:: Written problem 1 ::
Write out the passage from the opinion piece about the Annapolis shooting, starting with "Those are just" and going on through "member of Congress.".
:: Written problem 2 ::
In the opinion piece about the Annapolis shooting, which county's courthouse is the newspaper said to cover?
:: Written problem 3 ::
Keep writing the opinion piece about the Annapolis shooting, picking up right after its last sentence.

:: Source ::
================================

Opinion & Blogs

Shooting in Annapolis was an attack on local journalism

The front page of the Capital Gazette, the morning after a gunman attacked the newsroom, in downtown Annapolis, Md., June 29, 2018. (Al Drago/The New York Times)

Fake.

Bias.

The enemy of the people.

Those are just some of the barbaric words that some everyday people and politicians love to use to refer to the media these days.

Hardly anyone who has spent time recently working in a newsroom ― no matter big or small ― has been spared. In the last three years, I myself have been called “bias as hell,” “an uninformed trash writer,” “a sycophant for Gov. Andrew Cuomo” and my personal favorite, “a direct threat to democracy,” which I was called by a communications manager for a member of Congress.

I submit that the mainstream national media is far from perfect. I have written extensively about their errors, their shortcomings and storytelling structures that give some people a reason to doubt their trustworthiness.

But I don’t work for CNN, The New York Times, Reuters or anything like that.

Neither did Wendi Winters, Gerald Fischman, Rob Hiaasen, John McNamara or Rebecca Smith. They worked at The Capital Gazette in Annapolis, Maryland ― until they were murdered in cold blood last week during a mass shooting inside their own newsroom committed by Jarrod Warren Ramos.

The newspaper is not part of the national press that is often the target of criticism when we talk about “the media.” It was a local community newspaper, the very bedrock of good journalism in this country. It was responsible for not covering what happens in the White House, but what happens in the Anne Arundel County Court house. It reports on school board election results, how a county auditor was nominated for the position of Annapolis finance director, that a church recently welcomed a new pastor and how local students helped the homeless.

================================

[Records from a dataset]

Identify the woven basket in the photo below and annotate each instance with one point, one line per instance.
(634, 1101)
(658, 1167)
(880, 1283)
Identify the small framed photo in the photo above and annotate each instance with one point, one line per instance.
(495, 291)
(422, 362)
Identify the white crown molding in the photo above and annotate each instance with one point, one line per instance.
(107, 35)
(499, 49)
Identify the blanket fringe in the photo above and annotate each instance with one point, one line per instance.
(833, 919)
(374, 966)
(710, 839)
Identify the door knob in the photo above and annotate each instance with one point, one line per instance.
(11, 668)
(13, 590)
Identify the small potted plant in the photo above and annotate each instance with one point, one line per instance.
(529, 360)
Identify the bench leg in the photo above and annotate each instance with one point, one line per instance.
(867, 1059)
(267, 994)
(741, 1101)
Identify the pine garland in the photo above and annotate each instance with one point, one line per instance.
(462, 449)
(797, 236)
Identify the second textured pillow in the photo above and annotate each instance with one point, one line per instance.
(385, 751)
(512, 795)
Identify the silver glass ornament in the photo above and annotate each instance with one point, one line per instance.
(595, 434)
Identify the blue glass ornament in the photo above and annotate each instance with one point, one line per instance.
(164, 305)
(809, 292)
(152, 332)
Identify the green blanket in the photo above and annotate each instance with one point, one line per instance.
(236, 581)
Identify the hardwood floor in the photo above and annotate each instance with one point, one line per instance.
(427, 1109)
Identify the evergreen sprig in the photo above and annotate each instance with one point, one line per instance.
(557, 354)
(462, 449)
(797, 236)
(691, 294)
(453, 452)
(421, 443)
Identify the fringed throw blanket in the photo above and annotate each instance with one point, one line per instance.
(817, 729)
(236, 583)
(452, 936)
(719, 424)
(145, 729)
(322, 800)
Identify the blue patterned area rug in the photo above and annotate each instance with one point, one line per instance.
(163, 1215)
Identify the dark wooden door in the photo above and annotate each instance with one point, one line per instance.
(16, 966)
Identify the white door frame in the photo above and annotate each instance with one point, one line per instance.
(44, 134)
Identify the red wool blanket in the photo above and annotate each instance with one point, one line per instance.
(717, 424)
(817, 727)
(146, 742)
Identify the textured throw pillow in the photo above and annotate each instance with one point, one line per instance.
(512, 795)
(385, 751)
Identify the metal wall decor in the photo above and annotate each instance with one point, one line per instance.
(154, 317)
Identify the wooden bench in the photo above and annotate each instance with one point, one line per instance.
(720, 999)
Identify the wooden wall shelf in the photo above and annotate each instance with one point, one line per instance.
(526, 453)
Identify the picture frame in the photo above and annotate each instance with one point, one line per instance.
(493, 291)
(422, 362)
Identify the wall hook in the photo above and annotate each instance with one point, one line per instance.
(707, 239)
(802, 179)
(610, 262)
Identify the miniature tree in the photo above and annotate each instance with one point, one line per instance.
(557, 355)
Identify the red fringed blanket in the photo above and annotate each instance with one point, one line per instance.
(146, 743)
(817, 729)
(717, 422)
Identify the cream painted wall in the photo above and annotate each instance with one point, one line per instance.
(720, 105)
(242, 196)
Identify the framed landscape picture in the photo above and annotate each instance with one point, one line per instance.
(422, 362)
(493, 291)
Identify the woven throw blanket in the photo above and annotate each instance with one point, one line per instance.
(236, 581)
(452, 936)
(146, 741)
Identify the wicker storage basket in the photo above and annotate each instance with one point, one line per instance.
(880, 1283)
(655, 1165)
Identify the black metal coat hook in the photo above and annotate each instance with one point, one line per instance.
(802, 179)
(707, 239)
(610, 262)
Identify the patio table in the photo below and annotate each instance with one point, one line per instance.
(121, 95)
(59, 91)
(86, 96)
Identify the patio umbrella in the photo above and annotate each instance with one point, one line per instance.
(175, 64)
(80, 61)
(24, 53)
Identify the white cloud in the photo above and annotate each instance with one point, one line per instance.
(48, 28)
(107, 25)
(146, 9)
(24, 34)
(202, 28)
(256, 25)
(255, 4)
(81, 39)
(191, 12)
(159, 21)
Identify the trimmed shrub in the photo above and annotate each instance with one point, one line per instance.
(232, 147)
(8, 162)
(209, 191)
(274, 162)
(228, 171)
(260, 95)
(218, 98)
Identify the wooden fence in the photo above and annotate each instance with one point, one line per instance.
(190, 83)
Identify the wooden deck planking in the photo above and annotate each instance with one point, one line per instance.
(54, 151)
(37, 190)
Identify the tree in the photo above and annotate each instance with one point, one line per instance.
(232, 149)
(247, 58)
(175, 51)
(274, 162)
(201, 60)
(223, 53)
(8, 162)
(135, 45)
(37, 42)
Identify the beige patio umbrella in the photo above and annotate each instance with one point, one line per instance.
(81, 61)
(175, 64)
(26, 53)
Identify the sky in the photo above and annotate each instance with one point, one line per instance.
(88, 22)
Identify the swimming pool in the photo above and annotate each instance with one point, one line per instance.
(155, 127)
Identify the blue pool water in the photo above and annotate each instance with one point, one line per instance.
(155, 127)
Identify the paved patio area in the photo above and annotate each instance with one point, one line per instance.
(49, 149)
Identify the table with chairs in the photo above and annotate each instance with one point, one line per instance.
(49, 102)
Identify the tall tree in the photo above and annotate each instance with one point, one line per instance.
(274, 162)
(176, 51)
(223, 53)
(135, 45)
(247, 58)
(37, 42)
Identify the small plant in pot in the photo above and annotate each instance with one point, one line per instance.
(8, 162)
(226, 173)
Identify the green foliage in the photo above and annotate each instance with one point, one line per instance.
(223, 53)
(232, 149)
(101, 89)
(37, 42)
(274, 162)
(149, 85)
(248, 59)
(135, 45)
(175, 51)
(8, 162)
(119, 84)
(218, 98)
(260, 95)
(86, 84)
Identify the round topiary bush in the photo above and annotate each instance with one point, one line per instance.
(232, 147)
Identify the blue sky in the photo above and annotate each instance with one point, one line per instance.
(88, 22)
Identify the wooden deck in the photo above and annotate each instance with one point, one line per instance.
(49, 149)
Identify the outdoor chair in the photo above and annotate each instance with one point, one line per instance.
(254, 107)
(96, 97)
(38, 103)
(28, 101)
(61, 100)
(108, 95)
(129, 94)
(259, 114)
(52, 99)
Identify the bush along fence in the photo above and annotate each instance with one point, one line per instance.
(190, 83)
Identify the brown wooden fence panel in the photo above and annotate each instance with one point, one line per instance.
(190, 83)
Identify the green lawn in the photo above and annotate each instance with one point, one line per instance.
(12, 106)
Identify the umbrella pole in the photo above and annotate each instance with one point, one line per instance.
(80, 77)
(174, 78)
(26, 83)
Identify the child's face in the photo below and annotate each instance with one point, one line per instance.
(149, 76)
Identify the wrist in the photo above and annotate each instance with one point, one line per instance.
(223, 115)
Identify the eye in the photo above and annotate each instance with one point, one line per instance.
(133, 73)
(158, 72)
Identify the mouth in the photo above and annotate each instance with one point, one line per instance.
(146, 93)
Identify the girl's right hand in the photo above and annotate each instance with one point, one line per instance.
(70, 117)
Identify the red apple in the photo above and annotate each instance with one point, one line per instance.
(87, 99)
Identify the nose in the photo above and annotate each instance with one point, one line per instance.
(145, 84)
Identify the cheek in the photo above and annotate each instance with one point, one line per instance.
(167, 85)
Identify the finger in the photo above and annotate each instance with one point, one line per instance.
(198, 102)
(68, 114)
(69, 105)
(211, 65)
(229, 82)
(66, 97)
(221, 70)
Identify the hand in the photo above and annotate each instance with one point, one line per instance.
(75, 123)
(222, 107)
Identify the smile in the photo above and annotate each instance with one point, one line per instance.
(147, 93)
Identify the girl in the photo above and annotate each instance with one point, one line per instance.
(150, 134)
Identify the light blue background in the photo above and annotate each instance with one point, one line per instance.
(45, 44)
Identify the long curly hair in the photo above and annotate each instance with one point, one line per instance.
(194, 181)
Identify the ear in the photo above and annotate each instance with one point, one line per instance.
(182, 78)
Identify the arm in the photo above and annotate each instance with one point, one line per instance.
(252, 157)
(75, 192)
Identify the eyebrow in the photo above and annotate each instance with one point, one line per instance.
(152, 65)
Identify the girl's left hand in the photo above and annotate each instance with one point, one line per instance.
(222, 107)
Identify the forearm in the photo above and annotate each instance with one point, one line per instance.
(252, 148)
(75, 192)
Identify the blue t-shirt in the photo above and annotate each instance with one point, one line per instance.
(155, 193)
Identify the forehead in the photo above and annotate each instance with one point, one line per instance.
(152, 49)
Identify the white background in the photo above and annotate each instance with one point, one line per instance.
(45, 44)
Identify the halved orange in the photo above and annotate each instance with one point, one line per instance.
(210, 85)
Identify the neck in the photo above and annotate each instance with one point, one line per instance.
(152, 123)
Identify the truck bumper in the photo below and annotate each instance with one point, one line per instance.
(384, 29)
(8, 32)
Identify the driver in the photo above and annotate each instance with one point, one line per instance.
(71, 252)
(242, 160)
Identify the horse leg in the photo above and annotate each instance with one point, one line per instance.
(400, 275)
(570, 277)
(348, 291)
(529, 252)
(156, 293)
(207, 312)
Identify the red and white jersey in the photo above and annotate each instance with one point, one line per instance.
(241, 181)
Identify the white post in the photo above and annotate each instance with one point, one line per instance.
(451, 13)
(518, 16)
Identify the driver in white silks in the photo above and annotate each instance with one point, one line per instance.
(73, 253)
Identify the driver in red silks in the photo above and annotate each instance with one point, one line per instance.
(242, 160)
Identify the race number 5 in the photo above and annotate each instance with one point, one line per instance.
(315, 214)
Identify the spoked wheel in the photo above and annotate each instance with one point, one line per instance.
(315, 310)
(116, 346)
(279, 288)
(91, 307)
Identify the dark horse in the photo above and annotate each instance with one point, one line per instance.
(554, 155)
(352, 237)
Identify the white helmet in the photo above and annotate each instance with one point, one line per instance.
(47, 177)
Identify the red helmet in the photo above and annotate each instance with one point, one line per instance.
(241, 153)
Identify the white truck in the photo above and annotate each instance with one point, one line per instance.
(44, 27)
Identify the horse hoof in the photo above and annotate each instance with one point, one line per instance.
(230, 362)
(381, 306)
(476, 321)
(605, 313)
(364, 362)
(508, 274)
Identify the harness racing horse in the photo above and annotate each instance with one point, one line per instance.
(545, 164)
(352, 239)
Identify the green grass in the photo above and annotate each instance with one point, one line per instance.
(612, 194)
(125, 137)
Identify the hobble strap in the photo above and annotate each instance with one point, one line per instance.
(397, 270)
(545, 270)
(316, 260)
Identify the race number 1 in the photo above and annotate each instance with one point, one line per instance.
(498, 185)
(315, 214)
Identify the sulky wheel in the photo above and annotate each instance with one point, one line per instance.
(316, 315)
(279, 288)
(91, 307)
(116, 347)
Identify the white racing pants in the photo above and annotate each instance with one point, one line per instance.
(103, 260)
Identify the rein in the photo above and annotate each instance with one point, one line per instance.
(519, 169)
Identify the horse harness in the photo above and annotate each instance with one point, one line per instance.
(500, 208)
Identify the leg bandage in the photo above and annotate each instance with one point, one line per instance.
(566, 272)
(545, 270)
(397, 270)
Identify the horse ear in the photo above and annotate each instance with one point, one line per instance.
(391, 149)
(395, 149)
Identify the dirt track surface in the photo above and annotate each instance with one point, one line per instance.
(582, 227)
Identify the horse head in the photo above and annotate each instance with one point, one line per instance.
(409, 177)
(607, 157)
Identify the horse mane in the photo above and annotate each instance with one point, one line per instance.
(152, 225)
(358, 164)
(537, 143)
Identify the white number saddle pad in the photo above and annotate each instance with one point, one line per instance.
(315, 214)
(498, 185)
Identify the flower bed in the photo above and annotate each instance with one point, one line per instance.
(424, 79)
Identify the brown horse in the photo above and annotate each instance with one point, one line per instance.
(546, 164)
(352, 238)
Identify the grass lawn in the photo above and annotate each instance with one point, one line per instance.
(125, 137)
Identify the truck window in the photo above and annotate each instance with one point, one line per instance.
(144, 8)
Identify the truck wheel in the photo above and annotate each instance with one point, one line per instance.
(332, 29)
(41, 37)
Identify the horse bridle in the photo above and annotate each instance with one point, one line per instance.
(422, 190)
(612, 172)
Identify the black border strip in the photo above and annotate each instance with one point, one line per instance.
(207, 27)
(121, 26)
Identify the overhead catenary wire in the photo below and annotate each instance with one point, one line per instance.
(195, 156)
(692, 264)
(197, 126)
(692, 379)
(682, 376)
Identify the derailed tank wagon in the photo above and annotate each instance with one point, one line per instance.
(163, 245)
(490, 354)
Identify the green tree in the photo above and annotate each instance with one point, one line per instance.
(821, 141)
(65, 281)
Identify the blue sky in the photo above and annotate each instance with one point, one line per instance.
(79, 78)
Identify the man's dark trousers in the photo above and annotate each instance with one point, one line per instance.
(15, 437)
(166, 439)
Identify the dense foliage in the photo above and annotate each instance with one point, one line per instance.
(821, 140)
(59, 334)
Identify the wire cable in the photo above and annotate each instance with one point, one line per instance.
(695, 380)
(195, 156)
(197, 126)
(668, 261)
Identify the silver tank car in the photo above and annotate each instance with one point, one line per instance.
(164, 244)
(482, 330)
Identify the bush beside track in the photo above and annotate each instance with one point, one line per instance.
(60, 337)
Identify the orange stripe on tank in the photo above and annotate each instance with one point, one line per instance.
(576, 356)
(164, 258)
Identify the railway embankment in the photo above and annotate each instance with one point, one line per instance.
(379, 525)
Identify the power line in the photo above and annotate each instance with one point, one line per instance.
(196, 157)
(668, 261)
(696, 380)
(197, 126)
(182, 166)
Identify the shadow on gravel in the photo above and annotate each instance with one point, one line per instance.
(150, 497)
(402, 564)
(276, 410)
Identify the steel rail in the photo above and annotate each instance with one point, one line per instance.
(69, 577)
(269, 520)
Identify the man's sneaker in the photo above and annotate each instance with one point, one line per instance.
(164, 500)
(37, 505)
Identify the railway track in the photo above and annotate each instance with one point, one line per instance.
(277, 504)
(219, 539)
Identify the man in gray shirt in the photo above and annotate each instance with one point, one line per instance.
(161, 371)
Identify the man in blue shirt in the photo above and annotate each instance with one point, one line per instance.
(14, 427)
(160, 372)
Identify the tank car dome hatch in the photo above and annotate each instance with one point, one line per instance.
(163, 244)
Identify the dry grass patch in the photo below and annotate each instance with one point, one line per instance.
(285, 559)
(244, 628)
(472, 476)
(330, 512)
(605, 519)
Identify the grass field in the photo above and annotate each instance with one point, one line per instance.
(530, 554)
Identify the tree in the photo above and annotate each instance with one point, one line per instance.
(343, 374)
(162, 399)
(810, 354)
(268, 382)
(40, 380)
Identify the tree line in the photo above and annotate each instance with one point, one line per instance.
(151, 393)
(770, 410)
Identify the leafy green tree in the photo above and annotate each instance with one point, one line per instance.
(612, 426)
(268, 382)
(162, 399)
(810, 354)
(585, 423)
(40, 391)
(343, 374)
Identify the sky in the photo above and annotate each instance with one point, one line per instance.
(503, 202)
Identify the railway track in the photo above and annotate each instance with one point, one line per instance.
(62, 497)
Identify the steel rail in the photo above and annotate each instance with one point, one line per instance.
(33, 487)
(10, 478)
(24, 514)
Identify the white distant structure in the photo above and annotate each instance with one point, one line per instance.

================================

:: Response 1 ::
Those are just some of the barbaric words that some everyday people and politicians love to use to refer to the media these days.

Hardly anyone who has spent time recently working in a newsroom ― no matter big or small ― has been spared. In the last three years, I myself have been called “bias as hell,” “an uninformed trash writer,” “a sycophant for Gov. Andrew Cuomo” and my personal favorite, “a direct threat to democracy,” which I was called by a communications manager for a member of Congress.

:: Response 2 ::
Anne Arundel County

:: Response 3 ::
That is not fake news.

The daily publication, along with its sister publications, has been reporting the news of western Maryland since the early 1700s, making it one of the oldest established newspapers in the nation.

That doesn’t sound like it’s untrustworthy.

And even after their office had turned into a crime scene and their staff members’ lives had been tragically cut short, the surviving employees of The Capital Gazette insisted on completing their job and getting the next day’s edition out on time to their readers. And they did, fulfilling the journalistic duty that news doesn’t take weekends or holidays off, and doesn’t stop even when it’s an incident at your newspaper that becomes the news.

That doesn’t sound like the enemy of the people to me.

But local newspapers are only the bedrock of journalism because of those who devote their lives and careers to it. In such a trying time for the news industry, employees are facing more work and longer hours for salaries that won’t ever make them rich. They put their reputations on the line every day, making sure their information they report is completely factual, while knowing that the times could put their jobs on the line as well. It’s the passion and commitment to a community, along with the natural human hunger for information, that makes the job fulfilling. And all the while, they face attacks ― both verbal and violent.

Who are those employees?

Gerald Fischman was “the conscience and voice” of The Capital Gazette, according to a profile on him, and his editor and publisher said he possessed an ability that “deserved a higher calling than The Capital.”

Wendi Winters was called “a prolific freelance reporter and well-known community resource.”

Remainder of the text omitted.